## Task
Please reproduce every one of the rows below word for word, leaving the pictures out of your answer.

START

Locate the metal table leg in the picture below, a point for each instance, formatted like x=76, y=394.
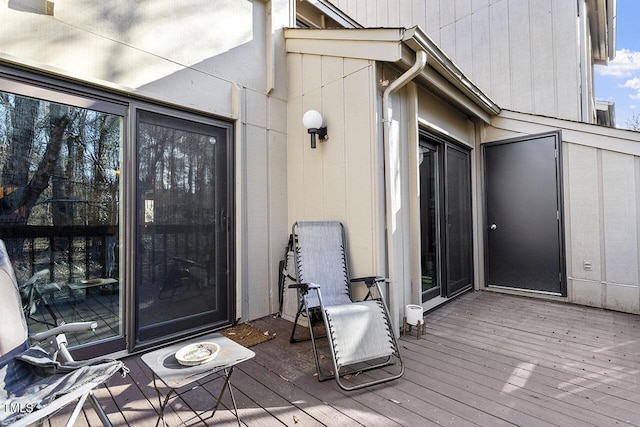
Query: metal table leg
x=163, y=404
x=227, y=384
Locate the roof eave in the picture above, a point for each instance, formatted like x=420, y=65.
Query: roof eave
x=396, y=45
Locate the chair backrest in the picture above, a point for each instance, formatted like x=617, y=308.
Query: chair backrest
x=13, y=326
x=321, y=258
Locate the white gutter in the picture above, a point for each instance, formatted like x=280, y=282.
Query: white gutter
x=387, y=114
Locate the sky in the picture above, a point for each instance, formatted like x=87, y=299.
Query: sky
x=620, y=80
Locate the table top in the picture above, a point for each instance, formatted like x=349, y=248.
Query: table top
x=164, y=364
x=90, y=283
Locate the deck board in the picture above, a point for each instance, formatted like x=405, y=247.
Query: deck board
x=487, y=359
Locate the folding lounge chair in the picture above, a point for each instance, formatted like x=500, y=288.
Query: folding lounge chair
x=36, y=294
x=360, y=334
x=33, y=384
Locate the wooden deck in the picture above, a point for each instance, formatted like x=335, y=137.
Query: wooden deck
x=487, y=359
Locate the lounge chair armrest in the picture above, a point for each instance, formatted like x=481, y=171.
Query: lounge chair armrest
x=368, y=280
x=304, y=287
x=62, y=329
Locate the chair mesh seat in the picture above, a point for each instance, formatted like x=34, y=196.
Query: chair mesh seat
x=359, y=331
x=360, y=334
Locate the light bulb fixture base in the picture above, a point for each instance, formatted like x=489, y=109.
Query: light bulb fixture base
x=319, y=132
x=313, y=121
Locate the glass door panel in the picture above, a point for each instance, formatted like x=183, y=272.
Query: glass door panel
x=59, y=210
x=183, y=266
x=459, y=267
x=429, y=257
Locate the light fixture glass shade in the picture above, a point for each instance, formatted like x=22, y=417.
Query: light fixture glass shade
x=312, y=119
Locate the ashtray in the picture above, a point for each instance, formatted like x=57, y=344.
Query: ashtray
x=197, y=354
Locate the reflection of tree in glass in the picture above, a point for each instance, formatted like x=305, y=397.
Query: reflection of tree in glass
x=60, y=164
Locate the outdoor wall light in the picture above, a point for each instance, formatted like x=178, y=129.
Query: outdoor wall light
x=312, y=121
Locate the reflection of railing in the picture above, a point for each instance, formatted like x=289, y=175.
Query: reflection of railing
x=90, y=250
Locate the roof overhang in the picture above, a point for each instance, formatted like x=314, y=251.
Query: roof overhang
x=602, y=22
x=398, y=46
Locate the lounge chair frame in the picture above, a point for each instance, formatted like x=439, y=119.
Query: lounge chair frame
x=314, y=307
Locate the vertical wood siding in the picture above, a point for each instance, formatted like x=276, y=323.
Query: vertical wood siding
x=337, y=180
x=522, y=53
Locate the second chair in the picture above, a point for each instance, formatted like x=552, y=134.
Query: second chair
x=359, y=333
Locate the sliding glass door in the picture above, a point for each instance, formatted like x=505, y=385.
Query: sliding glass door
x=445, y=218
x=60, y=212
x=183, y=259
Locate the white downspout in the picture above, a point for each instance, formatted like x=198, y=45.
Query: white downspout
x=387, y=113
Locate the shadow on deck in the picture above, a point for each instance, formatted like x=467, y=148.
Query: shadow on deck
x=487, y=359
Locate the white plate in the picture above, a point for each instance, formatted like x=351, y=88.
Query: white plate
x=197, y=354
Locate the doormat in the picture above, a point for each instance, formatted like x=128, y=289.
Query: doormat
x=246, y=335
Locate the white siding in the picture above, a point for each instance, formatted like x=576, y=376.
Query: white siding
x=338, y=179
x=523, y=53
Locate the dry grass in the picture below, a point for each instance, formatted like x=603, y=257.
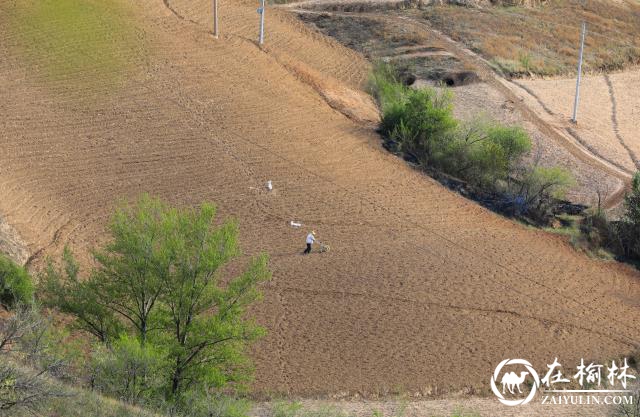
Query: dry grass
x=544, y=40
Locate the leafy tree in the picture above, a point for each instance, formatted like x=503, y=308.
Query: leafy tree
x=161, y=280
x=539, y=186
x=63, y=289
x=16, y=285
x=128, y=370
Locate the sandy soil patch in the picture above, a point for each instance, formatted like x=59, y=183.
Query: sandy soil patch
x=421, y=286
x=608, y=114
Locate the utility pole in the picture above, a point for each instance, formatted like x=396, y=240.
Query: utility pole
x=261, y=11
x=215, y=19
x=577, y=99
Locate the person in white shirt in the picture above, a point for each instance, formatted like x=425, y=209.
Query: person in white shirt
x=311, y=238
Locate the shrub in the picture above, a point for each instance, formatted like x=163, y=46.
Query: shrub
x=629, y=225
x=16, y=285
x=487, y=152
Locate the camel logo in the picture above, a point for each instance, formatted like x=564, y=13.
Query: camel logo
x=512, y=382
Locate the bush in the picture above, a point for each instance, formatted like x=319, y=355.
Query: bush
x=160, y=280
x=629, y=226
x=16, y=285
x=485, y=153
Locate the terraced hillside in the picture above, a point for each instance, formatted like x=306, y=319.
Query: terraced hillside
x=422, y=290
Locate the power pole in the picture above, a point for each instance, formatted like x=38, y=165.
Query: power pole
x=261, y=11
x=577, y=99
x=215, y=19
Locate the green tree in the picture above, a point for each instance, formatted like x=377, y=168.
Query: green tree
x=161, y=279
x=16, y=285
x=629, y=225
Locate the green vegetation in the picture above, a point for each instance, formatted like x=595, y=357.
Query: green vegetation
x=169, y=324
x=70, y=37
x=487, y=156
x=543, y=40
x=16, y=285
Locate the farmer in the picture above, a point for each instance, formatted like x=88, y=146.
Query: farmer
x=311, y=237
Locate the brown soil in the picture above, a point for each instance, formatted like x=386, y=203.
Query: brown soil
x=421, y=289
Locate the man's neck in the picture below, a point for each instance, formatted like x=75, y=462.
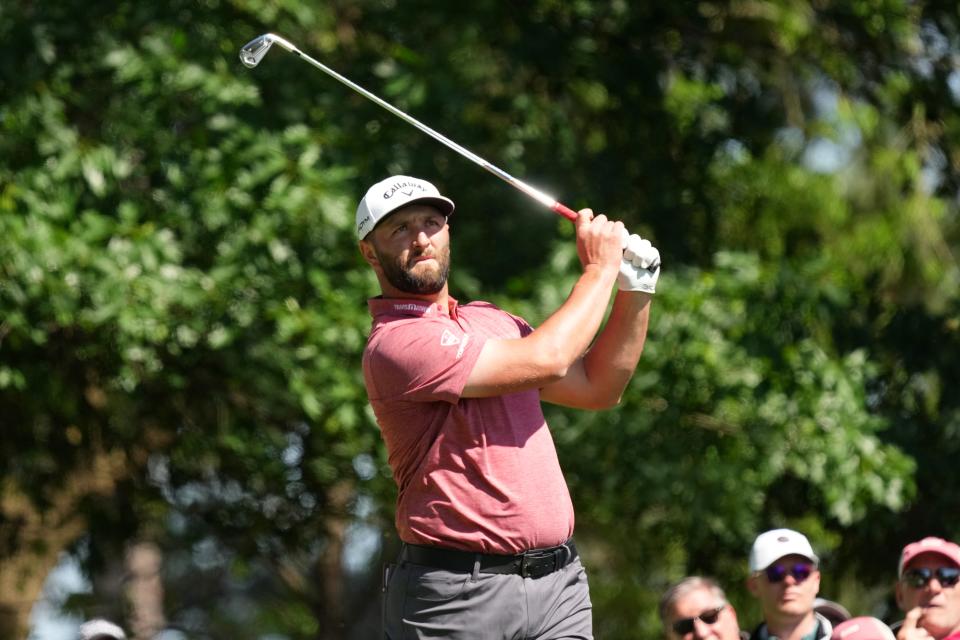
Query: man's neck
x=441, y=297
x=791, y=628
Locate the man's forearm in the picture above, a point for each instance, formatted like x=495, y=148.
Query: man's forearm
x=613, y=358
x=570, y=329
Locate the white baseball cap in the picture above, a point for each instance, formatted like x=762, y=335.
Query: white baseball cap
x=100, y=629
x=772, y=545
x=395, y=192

END

## The response
Locate the metal table leg in the picture below, a point for each instance, formatted like x=76, y=394.
Query: metal table leg
x=163, y=404
x=227, y=384
Locate the roof eave in the picture above, a point for each instance, formatted like x=420, y=65.
Query: roof eave
x=396, y=45
Locate the chair backrest in the picture above, a point for each instance, formatted like x=617, y=308.
Query: chair backrest
x=13, y=326
x=321, y=258
Locate the white gutter in the picture above, a point for each instance, formatted like x=280, y=282.
Query: white gutter
x=387, y=114
Locate the sky in the picture above, a point for each instance, formatted like x=87, y=299.
Query: sky
x=620, y=80
Locate the table top in the picture above, a point for each instance, formatted like x=349, y=248.
Query: table top
x=164, y=364
x=90, y=283
Locate the deck board in the picture above, a point for each instance, formatted like x=405, y=247.
Query: deck board
x=487, y=359
Locate the folding lounge chair in the picture above, a point for each instance, formatted like x=500, y=288.
Query: folding lounge chair
x=36, y=294
x=360, y=334
x=33, y=384
Locate the wooden deck in the picture above, a point for each instance, formatted like x=335, y=137.
Query: wooden deck
x=487, y=359
Locate the lounge chair armrest in the picture above, a point for each instance, formatted like x=481, y=171.
Query: lounge chair armrest
x=368, y=280
x=304, y=287
x=62, y=329
Locate the chair mesh seat in the picture above, a point for each instance, formatted like x=34, y=196.
Query: chair mesh seat
x=359, y=331
x=360, y=334
Locate the light bulb fixture base in the picture above, a point for each instance, formatted like x=489, y=109.
Query: light bulb fixture base
x=319, y=132
x=313, y=121
Locate the glass door panel in the picture above, a point for each instance, formatted like x=183, y=272.
Query: glass door panel
x=59, y=210
x=183, y=266
x=459, y=267
x=429, y=257
Locate the light fixture glass shade in the picture above, a point for each instance, formatted like x=22, y=417.
Query: light fixture glass shade
x=312, y=119
Locate the ashtray in the picture above, a point for each instance, formatted like x=57, y=344.
Query: ashtray
x=197, y=354
Locate the reflection of tree in glass in the picture above, a point for each instance, formatted like x=305, y=397.
Query: reflection of tree in glass
x=60, y=164
Locate the outdoor wall light in the picture above, a point for each instance, formatted like x=178, y=129.
Query: outdoor wall light
x=312, y=121
Locate the reflection of railing in the picture above, a point for each instance, formatted like x=289, y=175.
Query: reflection of railing
x=90, y=250
Locate the roof overhang in the picture above, a point for each instance, formatted like x=314, y=251.
Query: roof overhang
x=602, y=22
x=398, y=46
Locate the lounge chair frame in the picture above, a point for each instance, formatted like x=439, y=119.
Query: lounge chair frame
x=314, y=307
Locate the vertical wood siding in the picture above, a point for each instance, formatted like x=276, y=323.
Query: vertical wood siding
x=337, y=180
x=522, y=53
Locate the second chair in the picture above, a point for each instance, formatted like x=552, y=134.
Query: second chair
x=359, y=333
Locate the sliding glass door in the picture above, a point for each instance, formatted like x=505, y=385.
Query: sliding glass door
x=445, y=218
x=60, y=212
x=183, y=259
Locate the white downspout in the picture above, a point for each instance, formatted like x=198, y=45.
Query: white downspout
x=387, y=113
Locate the shadow on deck in the picture above, a point for each instance, formatted like x=467, y=148.
Query: shadow on deck
x=487, y=359
Locate the white plate in the picture above, a point for each instance, formatted like x=351, y=88.
Query: white plate
x=197, y=354
Locate the doormat in the picture above, a point for each instance, formatted like x=128, y=289.
Query: doormat
x=246, y=335
Locate the white siding in the picture above, a point for each instance, formatted like x=576, y=376.
Query: white siding
x=338, y=179
x=523, y=53
Locate the dry grass in the picture below, a point for each instance, formatted like x=603, y=257.
Query: dry grass
x=544, y=40
Locate the leafy tree in the picture above, a point for each instance, formatted like x=503, y=308.
Query: leafy tree
x=161, y=280
x=539, y=186
x=63, y=289
x=16, y=285
x=128, y=370
Locate the sandy soil patch in the picture above, a point for each instance, formatted like x=59, y=183.
Query: sandy soil patch
x=421, y=286
x=608, y=114
Locate the utility pole in the picture above, a point for each instance, formatted like x=396, y=240.
Query: utility pole
x=261, y=11
x=215, y=19
x=577, y=99
Locate the person in white shirt in the picture above, a point for each instance, formatted like x=425, y=209.
Query: person in white shirt
x=311, y=238
Locate the shrub in the picture above, a point for each instance, formatted like x=163, y=46.
Query: shrub
x=629, y=225
x=16, y=285
x=487, y=152
Locate the camel logo in the picture above, a point for each instance, formatted like x=564, y=13.
Query: camel logo
x=512, y=382
Locate the bush in the picture above, a point for each instance, formatted like x=319, y=355.
Query: bush
x=160, y=280
x=629, y=226
x=16, y=285
x=485, y=153
Locate the terraced hillside in the picture above, a point for each instance, formatted like x=306, y=319.
Query: terraced hillside
x=422, y=290
Locate the power pole in the picture above, a point for each instance, formatted like x=38, y=165.
Query: power pole
x=261, y=11
x=577, y=99
x=215, y=19
Locate the green tree in the picture above, a point for each instance, formatted like x=377, y=168.
Query: green tree
x=161, y=279
x=16, y=285
x=629, y=225
Locate the green vegetation in the picture above, a point for each instance, formatted like x=595, y=357.
Query: green vegetation
x=169, y=324
x=70, y=37
x=487, y=156
x=543, y=40
x=16, y=285
Locate the farmer in the picture above, a point for each instance, formatted like x=88, y=146.
Query: farmer
x=311, y=237
Locate the brown soil in the picture above, a point for each instance, formatted like x=386, y=203.
Query: brown soil
x=421, y=289
Locate the man's neck in the picture below, a point for each instance, formatted like x=75, y=462.
Query: man's neck
x=441, y=297
x=791, y=628
Locate the man's forearm in the picture above, a point for each instance, formatted like x=495, y=148.
Query: man's forearm
x=613, y=358
x=570, y=329
Locate the white baseball cap in the picture above, a point for each instance, formatted like x=762, y=335.
Query: white baseball cap
x=100, y=629
x=772, y=545
x=395, y=192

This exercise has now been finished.